[Start Document extract]

Sounds badass to me. Like the other characters, Mathison has made a romantic and sexual choice that could either be a sign of her agency or derail that agency. Read a more detailed, spoilery piece on the show's politics at The Feminist Spectator.

6. Mindy Lahiri, as created by Mindy Kaling: The pilot of “The Mindy Project” which explores its heroines misguided love of romantic comedies, was considered a mixed bag by critics (including this one). But its very existence as a show Kakling created which is centered around her comedic alter-ego: a funny, flawed, (somewhat) fuller-figured brown lead character, is a genuine triumph. And although Mindy may be attempting to pull herself together socially, she’s got her career in order: “Toward the end of the pilot, we get to see Lahiri deliver a baby, and it's clear she knows what she's doing,” Bitch’s Kelsey Wallace notes. “I for one am glad that the lead of The Mindy Project has her professional shit together..."

[End Document extract]

To-do list.
(a) Where does the piece on TV heroines point readers for a more detailed, spoilery look at the show's politics?
(b) Update the listing from the line containing "Batch processing job — object class: blue sweatshirt." down to the line containing "596 372 744 878" by putting "gray tee" in place of "gray t-shirt". Keep everything else the same, and give back only those lines.

[Start Provided records]

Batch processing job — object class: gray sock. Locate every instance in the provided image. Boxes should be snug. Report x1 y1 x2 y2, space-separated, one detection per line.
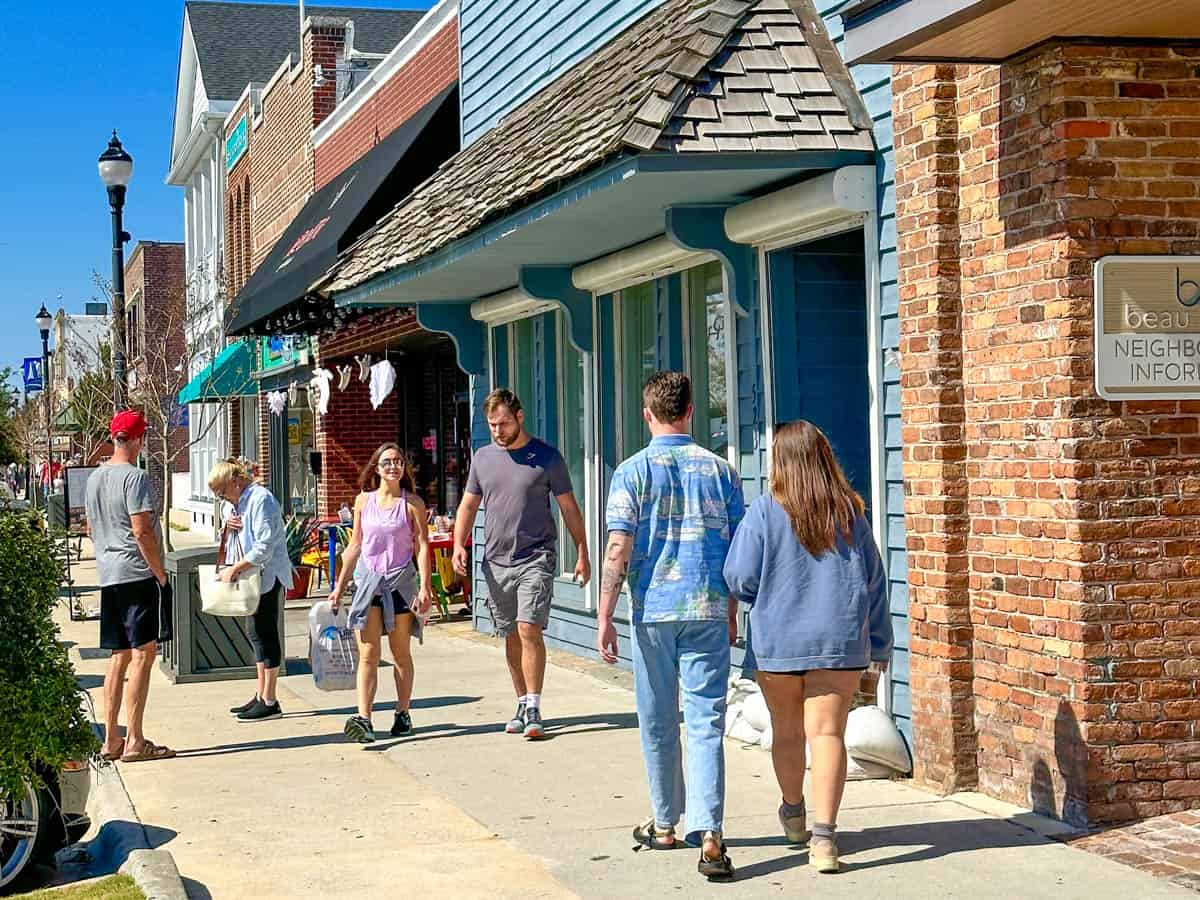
812 822 838 840
779 800 804 818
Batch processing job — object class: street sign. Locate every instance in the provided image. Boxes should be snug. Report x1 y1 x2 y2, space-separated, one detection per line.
1094 256 1200 400
20 356 42 391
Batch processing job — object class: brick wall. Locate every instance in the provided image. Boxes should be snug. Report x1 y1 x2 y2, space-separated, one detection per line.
125 241 188 506
317 310 421 518
314 19 458 190
894 44 1200 822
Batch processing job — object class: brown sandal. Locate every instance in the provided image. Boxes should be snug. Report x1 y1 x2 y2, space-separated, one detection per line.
121 740 175 762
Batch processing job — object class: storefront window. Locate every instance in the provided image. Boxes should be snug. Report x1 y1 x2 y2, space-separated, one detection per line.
684 263 731 457
288 407 317 516
617 281 658 460
558 313 587 572
509 318 536 410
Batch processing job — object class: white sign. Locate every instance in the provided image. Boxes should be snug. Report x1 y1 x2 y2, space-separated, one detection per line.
1096 257 1200 400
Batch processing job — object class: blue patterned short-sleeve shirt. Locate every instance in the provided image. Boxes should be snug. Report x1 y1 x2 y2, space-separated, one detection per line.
605 434 745 625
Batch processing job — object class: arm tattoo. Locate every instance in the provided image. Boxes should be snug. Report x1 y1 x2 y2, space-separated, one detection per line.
600 557 628 594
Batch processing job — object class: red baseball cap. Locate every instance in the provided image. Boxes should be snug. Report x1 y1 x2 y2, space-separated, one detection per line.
108 409 146 440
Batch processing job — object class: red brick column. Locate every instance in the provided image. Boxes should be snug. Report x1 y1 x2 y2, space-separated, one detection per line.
894 44 1200 823
893 66 977 791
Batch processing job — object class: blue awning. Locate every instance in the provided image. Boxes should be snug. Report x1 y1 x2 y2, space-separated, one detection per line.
179 341 258 403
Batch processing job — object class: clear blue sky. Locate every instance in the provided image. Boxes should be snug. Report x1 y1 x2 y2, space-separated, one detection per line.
0 0 431 393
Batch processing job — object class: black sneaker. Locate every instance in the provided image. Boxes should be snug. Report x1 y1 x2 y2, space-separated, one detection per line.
342 715 374 744
238 700 283 722
391 709 413 738
524 707 546 740
229 694 258 715
504 701 526 734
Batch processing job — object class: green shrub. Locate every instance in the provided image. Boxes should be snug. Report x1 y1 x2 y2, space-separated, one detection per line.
0 512 96 792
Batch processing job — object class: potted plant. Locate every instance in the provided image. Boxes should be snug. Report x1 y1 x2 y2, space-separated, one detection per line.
283 515 317 600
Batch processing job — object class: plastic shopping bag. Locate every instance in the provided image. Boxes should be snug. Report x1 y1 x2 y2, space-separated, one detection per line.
308 600 359 691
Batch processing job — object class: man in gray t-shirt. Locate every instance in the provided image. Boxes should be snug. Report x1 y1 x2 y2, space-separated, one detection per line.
454 389 592 740
85 409 175 762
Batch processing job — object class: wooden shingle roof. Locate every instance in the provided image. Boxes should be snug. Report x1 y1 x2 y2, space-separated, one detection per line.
322 0 875 293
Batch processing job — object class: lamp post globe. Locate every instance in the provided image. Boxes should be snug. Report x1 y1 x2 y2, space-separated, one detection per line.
97 128 133 409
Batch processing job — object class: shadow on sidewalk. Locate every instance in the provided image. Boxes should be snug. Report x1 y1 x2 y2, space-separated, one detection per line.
726 818 1057 881
365 713 637 752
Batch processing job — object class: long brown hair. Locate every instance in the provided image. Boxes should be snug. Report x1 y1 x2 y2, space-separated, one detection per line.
770 419 865 557
359 444 416 493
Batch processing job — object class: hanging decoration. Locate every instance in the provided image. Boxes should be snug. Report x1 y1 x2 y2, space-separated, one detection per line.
371 360 396 409
266 391 288 415
308 368 334 415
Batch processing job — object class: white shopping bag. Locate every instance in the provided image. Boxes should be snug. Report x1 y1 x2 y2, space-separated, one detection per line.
308 600 359 691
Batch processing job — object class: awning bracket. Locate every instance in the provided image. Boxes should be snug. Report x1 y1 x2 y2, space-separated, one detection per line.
517 265 592 353
666 203 755 318
415 300 487 378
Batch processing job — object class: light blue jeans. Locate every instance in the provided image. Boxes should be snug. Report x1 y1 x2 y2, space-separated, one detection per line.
634 620 730 842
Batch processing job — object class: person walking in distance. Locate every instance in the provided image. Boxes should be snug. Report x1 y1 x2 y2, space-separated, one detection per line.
209 460 292 722
725 421 892 872
454 389 592 740
596 372 743 878
85 409 175 762
329 444 433 744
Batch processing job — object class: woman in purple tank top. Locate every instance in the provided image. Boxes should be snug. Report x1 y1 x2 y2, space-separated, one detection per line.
329 444 433 744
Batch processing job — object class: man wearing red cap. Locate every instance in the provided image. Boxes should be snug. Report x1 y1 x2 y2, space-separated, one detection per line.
86 409 175 762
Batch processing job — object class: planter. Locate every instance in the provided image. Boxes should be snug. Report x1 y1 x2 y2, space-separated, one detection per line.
288 565 312 600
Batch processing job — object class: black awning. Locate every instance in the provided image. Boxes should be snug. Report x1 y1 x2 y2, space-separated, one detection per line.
226 85 458 335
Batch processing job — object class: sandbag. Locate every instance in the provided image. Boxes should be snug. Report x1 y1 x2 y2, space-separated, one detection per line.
742 694 770 731
846 707 912 774
308 600 359 691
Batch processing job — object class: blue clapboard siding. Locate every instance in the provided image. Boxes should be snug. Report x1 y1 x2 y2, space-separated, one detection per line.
816 0 912 744
458 0 662 146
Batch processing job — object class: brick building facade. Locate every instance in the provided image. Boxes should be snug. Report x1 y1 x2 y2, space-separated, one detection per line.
226 2 458 518
893 41 1200 823
125 241 188 508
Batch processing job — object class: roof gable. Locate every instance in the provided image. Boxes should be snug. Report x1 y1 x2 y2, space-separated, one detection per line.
328 0 874 292
186 0 425 101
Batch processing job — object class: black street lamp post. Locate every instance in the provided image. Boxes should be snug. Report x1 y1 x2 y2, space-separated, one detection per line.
34 304 54 508
100 130 133 410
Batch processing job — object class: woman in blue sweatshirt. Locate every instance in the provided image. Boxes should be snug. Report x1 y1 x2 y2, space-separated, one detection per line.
725 421 892 872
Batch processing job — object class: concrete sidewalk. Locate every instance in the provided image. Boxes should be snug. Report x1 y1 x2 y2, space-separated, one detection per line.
62 547 1194 900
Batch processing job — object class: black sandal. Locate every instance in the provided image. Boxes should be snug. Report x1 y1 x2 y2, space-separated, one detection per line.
696 832 733 881
634 816 679 850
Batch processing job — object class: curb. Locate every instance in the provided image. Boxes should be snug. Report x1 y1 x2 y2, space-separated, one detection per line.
85 764 187 900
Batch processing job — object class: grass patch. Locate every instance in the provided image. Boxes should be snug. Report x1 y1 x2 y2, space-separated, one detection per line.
12 875 145 900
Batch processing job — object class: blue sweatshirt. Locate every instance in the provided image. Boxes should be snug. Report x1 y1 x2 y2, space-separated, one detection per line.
725 496 892 672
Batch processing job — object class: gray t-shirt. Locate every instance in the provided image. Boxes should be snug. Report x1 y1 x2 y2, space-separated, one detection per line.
467 438 571 565
86 462 158 588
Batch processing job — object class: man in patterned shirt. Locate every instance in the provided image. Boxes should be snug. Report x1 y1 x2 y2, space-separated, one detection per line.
596 372 744 878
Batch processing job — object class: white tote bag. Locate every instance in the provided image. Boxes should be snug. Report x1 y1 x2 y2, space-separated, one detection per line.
197 528 263 616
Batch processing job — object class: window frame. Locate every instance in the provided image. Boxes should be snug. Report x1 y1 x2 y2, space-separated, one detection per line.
679 262 740 470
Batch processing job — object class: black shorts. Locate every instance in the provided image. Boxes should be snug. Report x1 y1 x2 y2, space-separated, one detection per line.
100 577 158 650
371 590 413 616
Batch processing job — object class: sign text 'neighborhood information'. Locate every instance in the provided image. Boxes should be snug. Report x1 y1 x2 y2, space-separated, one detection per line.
1096 257 1200 400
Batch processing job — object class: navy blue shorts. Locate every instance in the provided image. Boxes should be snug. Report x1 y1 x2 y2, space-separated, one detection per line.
100 576 158 650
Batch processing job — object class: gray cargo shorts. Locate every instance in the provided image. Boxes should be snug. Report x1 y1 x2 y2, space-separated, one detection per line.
482 551 558 637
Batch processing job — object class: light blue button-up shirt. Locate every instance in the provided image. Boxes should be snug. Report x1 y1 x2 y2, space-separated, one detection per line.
226 485 292 593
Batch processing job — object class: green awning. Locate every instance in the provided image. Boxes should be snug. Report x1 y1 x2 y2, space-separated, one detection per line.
179 341 258 404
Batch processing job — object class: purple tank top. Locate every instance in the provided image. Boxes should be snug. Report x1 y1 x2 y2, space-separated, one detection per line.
362 491 413 575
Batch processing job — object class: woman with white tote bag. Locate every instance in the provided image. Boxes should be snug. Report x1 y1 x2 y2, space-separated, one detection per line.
209 460 292 722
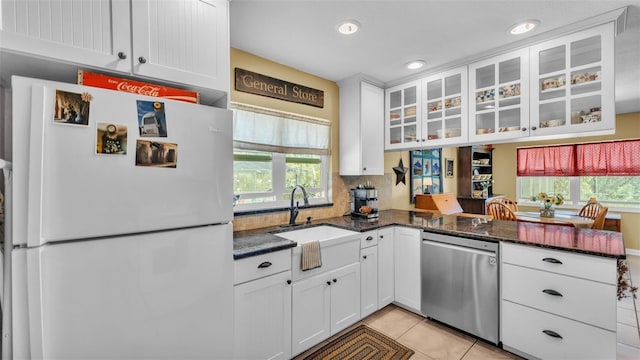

[End Provided records]

Answers to the exercises.
(a) The Feminist Spectator.

(b)
Batch processing job — object class: blue sweatshirt. Locate every instance in the provided image. Boxes should be snug. Report x1 y1 x2 y2, space-separated, one detection per line.
725 496 892 672
Batch processing job — object class: gray tee. Locate every instance in the provided image. Boxes should be snug. Report x1 y1 x2 y2, space-separated, one detection per line.
467 438 571 565
86 462 158 588
Batch processing job — object class: man in patterned shirt. Locate every instance in the provided image. Boxes should be snug. Report x1 y1 x2 y2, space-separated, one detection per line.
596 372 744 878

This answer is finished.